A greatly magnified isometric view of a portion of a typical thermal inkjet printhead for use in an inkjet printer is shown in FIG. 1. Several elements of the printhead have been sectioned to reveal an ink firing chamber 101 within the inkjet printhead. Many such firing chambers are typically arranged in a group around an ink supply plenum for efficient and high quality printing. Additional groups may be located in the printhead to allow for individual colors to be printed from each group. Associated with each firing chamber 101 is a orifice 103 disposed relative to the firing chamber 101 so that ink which is rapidly heated in the firing chamber by a heater resistor 109 is forcibly expelled as a droplet from the orifice 103. Part of a second orifice 105, associated with another ink firing chamber, is also shown. The heater resistors are selected by a microprocessor and associated circuitry in the printer in a pattern related to the data entered to the printer so that ink which is expelled from selected orifices creates a defined character or figure of print on the medium. The medium (not shown) is typically held parallel to the orifice plate 111 and perpendicular to the direction of the ink droplet expelled from the orifice 103. Ink is supplied to the firing chamber 101 via an opening 107 commonly called an ink feed channel. This ink is supplied to the ink feed channel 107 from a much larger ink reservoir (not shown) by way of an ink plenum which is common to all firing chambers in a group.

========

#### YOUR TASKS
**1)** In the inkjet printhead description, what is the opening that supplies ink to the firing chamber commonly called?
**2)** Continue the inkjet printhead description from its last sentence.

#### MATERIAL SHOWN
========

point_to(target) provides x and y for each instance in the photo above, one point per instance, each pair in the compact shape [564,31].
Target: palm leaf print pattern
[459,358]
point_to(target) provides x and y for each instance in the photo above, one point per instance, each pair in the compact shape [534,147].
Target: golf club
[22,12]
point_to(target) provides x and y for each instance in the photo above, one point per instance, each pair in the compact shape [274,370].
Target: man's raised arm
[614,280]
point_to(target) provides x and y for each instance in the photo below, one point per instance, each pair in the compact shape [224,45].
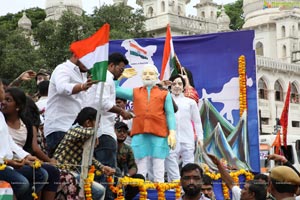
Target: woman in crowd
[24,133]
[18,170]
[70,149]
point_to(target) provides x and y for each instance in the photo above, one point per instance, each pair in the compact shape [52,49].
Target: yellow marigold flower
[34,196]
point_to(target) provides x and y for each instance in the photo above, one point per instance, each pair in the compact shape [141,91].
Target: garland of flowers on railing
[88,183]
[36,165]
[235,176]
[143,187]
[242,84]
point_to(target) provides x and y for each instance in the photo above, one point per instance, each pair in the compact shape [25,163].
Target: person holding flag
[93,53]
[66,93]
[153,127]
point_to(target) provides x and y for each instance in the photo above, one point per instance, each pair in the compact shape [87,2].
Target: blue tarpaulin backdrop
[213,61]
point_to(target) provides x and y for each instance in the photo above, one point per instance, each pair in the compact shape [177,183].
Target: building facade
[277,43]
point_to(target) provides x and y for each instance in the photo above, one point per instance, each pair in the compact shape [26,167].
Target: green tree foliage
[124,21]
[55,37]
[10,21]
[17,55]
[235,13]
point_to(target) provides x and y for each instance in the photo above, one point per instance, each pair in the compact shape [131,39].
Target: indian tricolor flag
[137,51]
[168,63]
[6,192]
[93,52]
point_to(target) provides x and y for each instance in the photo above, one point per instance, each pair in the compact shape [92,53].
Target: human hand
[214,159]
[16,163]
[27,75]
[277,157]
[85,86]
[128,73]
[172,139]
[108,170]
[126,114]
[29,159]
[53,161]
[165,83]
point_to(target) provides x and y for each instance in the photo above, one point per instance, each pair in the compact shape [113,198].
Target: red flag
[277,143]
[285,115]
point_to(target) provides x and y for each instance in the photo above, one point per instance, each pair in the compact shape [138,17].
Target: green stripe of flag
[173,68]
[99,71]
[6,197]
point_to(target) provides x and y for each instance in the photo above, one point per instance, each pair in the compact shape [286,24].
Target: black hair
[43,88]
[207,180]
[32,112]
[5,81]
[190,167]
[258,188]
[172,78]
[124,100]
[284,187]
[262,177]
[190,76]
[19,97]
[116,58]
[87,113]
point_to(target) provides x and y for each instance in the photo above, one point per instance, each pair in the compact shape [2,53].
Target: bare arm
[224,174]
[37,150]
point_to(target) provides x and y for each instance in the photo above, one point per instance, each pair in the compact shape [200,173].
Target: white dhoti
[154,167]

========

#### WRITTEN RESPONSES
**1)** An ink feed channel.

**2)**
Once the ink is in the firing chamber 101 it remains there until it is rapidly heated to boiling by the heater resistor 109. Conventionally, the heater resistor 109 is a thin film resistance structure disposed on the surface of a silicon substrate 113 and connected to electronic circuitry of the printer by way of conductors disposed on the substrate 113. The heater resistor placement is typically staggered in three or more parallel lines of heater resistors with adjacent heater resistors placed non-colinearly. Printheads having increased complexity typically have some portion of the electronic circuitry constructed in integrated circuit form on the silicon substrate 113. Various layers of protection such as passivation layers and cavitation barrier layers may further cover the heater resistor 109 to protect it fro corrosive and abrasive characteristics of the ink. Thus, the ink firing chamber 101 is bounded on one side by the silicon substrate 113 with its heater resistor 109 and other layers, and bounded on the other side by the orifice plate 111 with its attendant orifice 103. The other sides of the firing chamber 101 and the ink feed channel 107 are defined by a polymer barrier layer 115. This barrier layer is preferably made of an organic polymer plastic which is substantially inert to the corrosive action of ink and is conventionally deposited upon substrate 113 and its various protective layers and is subsequently photolithographically defined into desired geometric shapes and etched. Polymers suitable for the purpose of forming a barrier layer 115 include products sold under the names Parad, Vacrel, and Riston by E. I. DuPont De Nemours and Company of Wilmington, Del.. Such materials can withstand temperatures as high as 300 degrees C. and have good adhesive properties for holding the orifice plate of the printhead in position. Typically the barrier layer 115 has a thickness of about 19 to 30 micrometers after the printhead is assembled with the orifice plate 111.

The orifice plate 111 is secured to the silicon substrate 113 by the barrier layer 115. Typically the orifice plate 111 is constructed of nickel with a plating of gold to resist the corrosive effects of the ink. Typically the diameter of an orifice 103 in the orifice plate 111 ranges from 25 to 52 micrometers.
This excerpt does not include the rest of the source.